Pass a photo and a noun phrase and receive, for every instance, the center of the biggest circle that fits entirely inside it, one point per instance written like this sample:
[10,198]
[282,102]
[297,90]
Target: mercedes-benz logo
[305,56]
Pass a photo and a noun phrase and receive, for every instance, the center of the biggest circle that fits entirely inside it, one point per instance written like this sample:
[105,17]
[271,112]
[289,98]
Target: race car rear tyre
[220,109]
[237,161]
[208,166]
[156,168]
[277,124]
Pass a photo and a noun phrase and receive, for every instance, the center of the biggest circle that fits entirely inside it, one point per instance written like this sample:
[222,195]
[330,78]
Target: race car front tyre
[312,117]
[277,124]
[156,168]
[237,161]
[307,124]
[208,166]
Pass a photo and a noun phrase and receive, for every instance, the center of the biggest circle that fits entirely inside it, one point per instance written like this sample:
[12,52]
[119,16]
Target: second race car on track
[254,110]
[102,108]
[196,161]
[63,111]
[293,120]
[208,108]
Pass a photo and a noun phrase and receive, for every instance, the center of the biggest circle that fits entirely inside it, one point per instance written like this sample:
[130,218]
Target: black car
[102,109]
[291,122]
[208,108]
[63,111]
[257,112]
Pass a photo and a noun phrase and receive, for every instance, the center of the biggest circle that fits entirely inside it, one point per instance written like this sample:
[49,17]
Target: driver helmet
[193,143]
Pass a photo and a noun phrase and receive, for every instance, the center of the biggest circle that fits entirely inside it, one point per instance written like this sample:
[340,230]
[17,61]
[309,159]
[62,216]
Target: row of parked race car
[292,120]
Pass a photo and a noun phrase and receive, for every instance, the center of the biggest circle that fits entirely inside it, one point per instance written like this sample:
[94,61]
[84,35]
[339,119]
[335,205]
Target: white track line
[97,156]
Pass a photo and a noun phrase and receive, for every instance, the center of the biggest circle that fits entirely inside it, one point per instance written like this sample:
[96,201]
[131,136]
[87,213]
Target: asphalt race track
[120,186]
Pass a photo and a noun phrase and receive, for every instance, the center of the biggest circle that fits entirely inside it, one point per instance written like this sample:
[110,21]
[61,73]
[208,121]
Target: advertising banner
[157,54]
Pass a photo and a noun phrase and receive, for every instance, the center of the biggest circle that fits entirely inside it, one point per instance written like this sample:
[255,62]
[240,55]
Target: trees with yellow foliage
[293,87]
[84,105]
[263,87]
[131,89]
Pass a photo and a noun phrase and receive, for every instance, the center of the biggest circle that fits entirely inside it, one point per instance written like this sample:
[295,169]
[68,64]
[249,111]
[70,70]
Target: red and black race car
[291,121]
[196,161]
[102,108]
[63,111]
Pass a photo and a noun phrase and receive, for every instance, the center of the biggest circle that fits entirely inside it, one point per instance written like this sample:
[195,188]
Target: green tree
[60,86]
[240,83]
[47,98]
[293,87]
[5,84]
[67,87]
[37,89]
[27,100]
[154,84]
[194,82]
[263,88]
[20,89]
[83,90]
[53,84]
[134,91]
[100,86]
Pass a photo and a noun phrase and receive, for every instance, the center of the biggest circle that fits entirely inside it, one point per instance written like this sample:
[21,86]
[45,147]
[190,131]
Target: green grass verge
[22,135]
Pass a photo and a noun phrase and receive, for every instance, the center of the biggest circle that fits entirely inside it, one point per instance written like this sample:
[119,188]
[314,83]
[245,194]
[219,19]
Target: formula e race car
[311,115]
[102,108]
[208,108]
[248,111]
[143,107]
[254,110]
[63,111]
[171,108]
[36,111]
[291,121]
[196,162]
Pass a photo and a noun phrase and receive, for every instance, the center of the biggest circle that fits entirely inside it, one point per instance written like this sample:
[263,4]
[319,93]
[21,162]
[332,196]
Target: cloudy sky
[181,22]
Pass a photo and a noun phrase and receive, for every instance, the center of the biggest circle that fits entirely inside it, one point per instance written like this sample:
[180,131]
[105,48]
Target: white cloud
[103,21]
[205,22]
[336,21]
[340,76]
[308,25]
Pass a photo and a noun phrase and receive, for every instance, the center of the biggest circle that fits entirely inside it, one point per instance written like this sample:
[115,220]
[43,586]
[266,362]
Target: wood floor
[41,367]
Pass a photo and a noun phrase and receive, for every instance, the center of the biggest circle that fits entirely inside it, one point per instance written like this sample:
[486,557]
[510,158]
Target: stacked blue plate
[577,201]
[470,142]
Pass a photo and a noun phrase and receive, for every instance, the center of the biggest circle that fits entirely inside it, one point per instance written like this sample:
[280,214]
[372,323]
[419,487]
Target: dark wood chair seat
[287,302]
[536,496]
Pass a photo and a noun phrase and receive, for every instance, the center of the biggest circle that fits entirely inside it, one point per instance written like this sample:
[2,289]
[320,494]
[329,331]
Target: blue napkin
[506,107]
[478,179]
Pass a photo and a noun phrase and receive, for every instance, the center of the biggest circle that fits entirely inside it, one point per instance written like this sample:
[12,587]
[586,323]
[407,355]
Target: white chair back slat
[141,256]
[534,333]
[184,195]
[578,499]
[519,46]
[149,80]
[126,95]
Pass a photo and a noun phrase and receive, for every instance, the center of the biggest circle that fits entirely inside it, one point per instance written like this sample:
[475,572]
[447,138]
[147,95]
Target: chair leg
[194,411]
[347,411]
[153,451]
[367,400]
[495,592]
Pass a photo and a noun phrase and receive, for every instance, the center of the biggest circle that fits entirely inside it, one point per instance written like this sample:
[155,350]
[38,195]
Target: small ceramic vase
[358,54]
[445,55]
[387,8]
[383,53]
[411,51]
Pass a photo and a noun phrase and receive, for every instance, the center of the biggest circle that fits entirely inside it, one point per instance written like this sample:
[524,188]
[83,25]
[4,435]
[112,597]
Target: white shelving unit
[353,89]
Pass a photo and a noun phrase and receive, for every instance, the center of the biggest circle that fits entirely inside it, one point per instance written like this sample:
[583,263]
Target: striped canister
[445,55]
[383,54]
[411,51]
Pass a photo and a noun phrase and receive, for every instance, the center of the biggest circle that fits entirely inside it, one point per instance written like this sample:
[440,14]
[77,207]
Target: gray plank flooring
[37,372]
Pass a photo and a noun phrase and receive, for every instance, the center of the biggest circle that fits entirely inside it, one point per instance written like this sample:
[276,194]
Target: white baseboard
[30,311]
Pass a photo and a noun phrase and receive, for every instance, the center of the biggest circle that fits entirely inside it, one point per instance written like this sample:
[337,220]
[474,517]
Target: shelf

- - -

What the exercise asks — Each line of the data must come back exactly as written.

Response for this exercise —
Pass a photo and a noun phrase and receive, for every instance, the center of the biggest circle that fits entirely inside it, one point per instance written like this sample:
[10,198]
[282,102]
[297,90]
Target: mercedes-benz logo
[305,56]
Pass a photo and a noun phrase and receive, for every instance, the center of the biggest circle that fits entirely inside it, one point per instance written like this sample:
[105,17]
[271,112]
[289,98]
Target: race car rear tyre
[220,109]
[237,161]
[208,166]
[156,168]
[277,124]
Pass a photo and a noun phrase and receive, for every instance, the center of the biggest circle that fits entirely inside it, one point per instance written like this sample:
[222,195]
[330,78]
Target: race car front tyre
[312,117]
[277,124]
[156,168]
[237,161]
[307,124]
[208,166]
Pass a photo and a noun phrase and receive, for every instance, the center of the biggest circle that fits entirely inside it, one point per instance written like this sample:
[12,52]
[119,16]
Target: second race car on track
[254,110]
[102,108]
[196,161]
[63,111]
[293,120]
[208,108]
Pass a photo and a noun phrase and receive, for every instance, the center of the biggest circle that fits entirely inside it, one point per instance written like this sample:
[130,218]
Target: black car
[102,109]
[291,122]
[208,108]
[63,111]
[257,112]
Pass a photo and a noun phrase and receive, for every instance, the center of the biggest circle that fits entirely inside it, one point per instance written like this sample:
[49,17]
Target: driver helmet
[193,143]
Pass a photo and a noun phrase and receive, for every instance, the center of the biggest circle that fits entirely inside it, one point per instance written like this sample:
[340,230]
[17,61]
[309,159]
[62,216]
Target: row of parked race car
[292,120]
Pass a photo and a noun phrase and receive, for every instance, the center of the biggest circle that fits entirely inside it, one point per instance written like this sample:
[94,61]
[84,35]
[339,119]
[335,205]
Target: white track line
[97,156]
Pass a photo and a noun phrase and receive, for every instance, the center of the biggest circle that fits entirely inside it, one point per instance written like this sample:
[96,201]
[131,136]
[87,213]
Target: asphalt race track
[120,186]
Pass a photo and a noun phrase and receive, for every instance, the center of the biggest circle that fits entirely inside it, one point per instance written like this sample:
[110,21]
[61,73]
[208,121]
Target: advertising banner
[157,54]
Pass a photo and a noun phrase and receive, for every instance, the center of the biggest circle that fits entirely inside it, one point per instance written like this sample:
[255,62]
[240,55]
Target: trees with yellow foliage
[293,87]
[84,105]
[263,87]
[131,89]
Pass a photo and a noun phrase and receive, for every instance, the center of the biggest circle that fits entirely inside it, one point per instance written like this sample:
[295,169]
[68,64]
[249,111]
[70,70]
Target: red and black race car
[291,121]
[196,161]
[102,108]
[63,111]
Pass a photo and a noun phrase and receive, for every instance, the center of the biggest circle that fits entirely inside it, one point per instance written like this sample:
[195,188]
Target: green tree
[60,86]
[240,83]
[47,98]
[293,87]
[5,84]
[67,87]
[37,89]
[27,100]
[154,84]
[194,82]
[263,88]
[20,89]
[83,90]
[53,84]
[134,91]
[100,86]
Pass a photo and a noun phrase and receive, for every instance, the center of the biggest circle that fits entirely inside it, one point per instance written like this sample:
[21,86]
[45,147]
[190,131]
Target: green grass verge
[22,135]
Pass a photo and a noun phrase and receive, for every instance, the center of the biggest circle that fits entirely inside it, one point per instance written like this sample:
[119,188]
[314,83]
[245,194]
[219,19]
Target: formula e race car
[311,115]
[102,108]
[208,108]
[248,111]
[143,107]
[254,110]
[63,111]
[171,108]
[36,111]
[291,121]
[196,162]
Pass a photo and a noun phrase and receive, for every instance, the center of the biggest circle that fits entirely inside it, one point per instance written like this sample:
[263,4]
[319,93]
[21,162]
[332,196]
Target: cloudy sky
[181,22]
Pass a photo and a noun phrase and receive, for every instance, the center of the biggest circle that fits entirely inside it, one point per instance written like this sample:
[180,131]
[105,48]
Target: white cloud
[103,21]
[205,22]
[336,21]
[340,76]
[308,25]
Pass a photo and a noun phrase and receive, for every instance, the center of the biggest circle that fits entirely inside it, one point per instance written like this sample:
[115,220]
[43,586]
[266,362]
Target: wood floor
[41,367]
Pass a photo and a noun phrase and receive, for every instance, the center of the biggest circle that fits entirely inside it, one point per instance written like this sample:
[486,557]
[510,158]
Target: stacked blue plate
[577,201]
[470,142]
Pass a photo and a noun phrase and receive, for every instance, the center of the biggest circle that fits entirely inside it, one point per instance written like this sample:
[280,214]
[372,323]
[419,487]
Target: dark wood chair seat
[287,302]
[536,496]
Pass a photo and a noun phrase and receive, for every instance, the center of the biggest circle that fits entirely inside it, one point per instance written like this sample:
[2,289]
[320,494]
[329,331]
Target: blue napkin
[506,107]
[478,179]
Pass a photo and a noun phrase and receive, for every instance, the center of the biggest circle that fits entirely inside it, one point per instance written like this sample:
[12,587]
[586,323]
[407,355]
Target: white chair back slat
[141,256]
[534,333]
[184,195]
[578,499]
[519,46]
[149,80]
[126,95]
Pass a photo and a noun phrase and receive, for every instance, the center of the biggest circle that fits entirely inside it, one point per instance written like this sample:
[475,572]
[447,138]
[147,95]
Target: chair leg
[194,411]
[347,411]
[153,451]
[367,400]
[495,592]
Pass a photo and a noun phrase and receive, for every instance, the center of the biggest circle that fits entirely inside it, one point per instance written like this sample:
[155,350]
[38,195]
Target: small ceramic vase
[358,54]
[445,55]
[387,8]
[383,53]
[411,51]
Pass a photo and a noun phrase and receive, for every instance, the center of the biggest circle that fits entirely inside it, one point per instance written like this sample:
[524,188]
[83,25]
[4,435]
[112,597]
Target: white shelving unit
[353,89]
Pass a photo and a noun phrase and receive, for every instance, the center of the biggest circle that fits entirely inside it, one point per instance written like this sample:
[583,263]
Target: striped canister
[445,55]
[383,54]
[411,51]
Pass a photo and a noun phrase and receive, for every instance, the center of the biggest circle that fits entirely inside it, one point per instance written like this sample:
[440,14]
[77,207]
Target: gray plank flooring
[37,372]
Pass a photo and a noun phrase and receive, for every instance, the center of the biggest circle that fits entirely inside it, one point per instance written like this sample:
[276,194]
Target: white baseboard
[30,311]
Pass a photo and a noun phrase and receive, for every instance, the center of the biggest circle that fits entirely inside it, one point per instance written like this sample:
[337,220]
[474,517]
Target: shelf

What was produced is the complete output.